Data provided ::
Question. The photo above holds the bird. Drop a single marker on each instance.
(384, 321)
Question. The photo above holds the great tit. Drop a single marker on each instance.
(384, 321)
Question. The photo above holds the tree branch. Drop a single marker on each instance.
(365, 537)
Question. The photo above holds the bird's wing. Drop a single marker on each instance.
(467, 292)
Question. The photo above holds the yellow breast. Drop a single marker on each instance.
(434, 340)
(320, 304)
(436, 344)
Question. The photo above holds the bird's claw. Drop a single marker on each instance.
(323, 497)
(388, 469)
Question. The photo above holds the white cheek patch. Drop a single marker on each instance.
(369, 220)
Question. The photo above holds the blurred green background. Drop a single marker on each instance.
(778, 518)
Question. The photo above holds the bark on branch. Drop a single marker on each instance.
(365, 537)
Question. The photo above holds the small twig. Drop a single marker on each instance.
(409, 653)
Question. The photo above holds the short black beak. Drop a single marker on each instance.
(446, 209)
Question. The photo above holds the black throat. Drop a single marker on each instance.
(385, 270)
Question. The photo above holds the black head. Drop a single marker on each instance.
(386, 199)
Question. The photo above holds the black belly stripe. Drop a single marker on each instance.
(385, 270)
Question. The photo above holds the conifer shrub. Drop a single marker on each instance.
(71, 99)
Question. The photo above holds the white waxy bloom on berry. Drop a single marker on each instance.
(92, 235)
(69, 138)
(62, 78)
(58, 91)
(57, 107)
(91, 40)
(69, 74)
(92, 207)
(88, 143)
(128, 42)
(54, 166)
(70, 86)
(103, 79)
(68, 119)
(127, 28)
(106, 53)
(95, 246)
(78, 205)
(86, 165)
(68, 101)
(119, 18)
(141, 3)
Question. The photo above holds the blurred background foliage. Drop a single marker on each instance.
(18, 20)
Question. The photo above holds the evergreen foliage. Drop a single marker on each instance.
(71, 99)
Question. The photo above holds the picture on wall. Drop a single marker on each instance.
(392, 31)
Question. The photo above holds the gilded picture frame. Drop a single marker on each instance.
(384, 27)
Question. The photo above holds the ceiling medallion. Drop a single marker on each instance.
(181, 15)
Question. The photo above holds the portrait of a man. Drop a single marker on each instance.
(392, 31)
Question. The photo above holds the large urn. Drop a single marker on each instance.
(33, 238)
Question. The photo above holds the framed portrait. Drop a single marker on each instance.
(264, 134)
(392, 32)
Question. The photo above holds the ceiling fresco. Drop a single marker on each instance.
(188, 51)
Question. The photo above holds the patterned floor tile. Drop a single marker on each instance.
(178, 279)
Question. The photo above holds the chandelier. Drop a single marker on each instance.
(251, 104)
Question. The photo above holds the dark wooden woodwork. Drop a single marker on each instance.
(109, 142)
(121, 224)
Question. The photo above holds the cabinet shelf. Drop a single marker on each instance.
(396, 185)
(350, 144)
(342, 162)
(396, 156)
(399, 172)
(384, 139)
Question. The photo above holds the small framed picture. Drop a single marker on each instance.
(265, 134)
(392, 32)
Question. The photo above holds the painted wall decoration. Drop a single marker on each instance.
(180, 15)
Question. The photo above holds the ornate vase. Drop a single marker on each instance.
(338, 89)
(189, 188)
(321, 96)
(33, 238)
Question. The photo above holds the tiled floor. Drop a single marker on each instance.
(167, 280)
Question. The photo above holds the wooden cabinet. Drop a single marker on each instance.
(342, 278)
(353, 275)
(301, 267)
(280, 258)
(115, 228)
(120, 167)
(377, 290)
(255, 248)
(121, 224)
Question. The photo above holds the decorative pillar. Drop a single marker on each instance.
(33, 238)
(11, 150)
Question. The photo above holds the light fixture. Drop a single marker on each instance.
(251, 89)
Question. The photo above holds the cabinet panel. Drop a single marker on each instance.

Exercise prompt ::
Rewrite the entries from the line containing "Question. The photo above holds the painted" through the end of the entries, switching "ornate vase" to "decorated urn" and leaving all else unchanged.

Answer for this exercise ::
Question. The photo above holds the painted wall decoration. Drop a single marker on each instance.
(180, 15)
Question. The photo above holds the decorated urn. Drop a single marker on each instance.
(338, 89)
(189, 188)
(321, 96)
(33, 238)
Question. The photo above holds the tiled floor. Drop a single marker on each instance.
(167, 280)
Question. The photo above holds the wooden cabinet. Drop a single marker on each instance.
(342, 278)
(353, 275)
(301, 267)
(280, 258)
(115, 228)
(120, 167)
(377, 290)
(255, 248)
(121, 224)
Question. The photo above holds the decorative pillar. Drop a single marker on each instance.
(33, 238)
(11, 150)
Question. The photo above holds the light fixture. Drop a single marker on each instance.
(251, 89)
Question. The photo above holds the cabinet panel. Drop a single marker on each instance.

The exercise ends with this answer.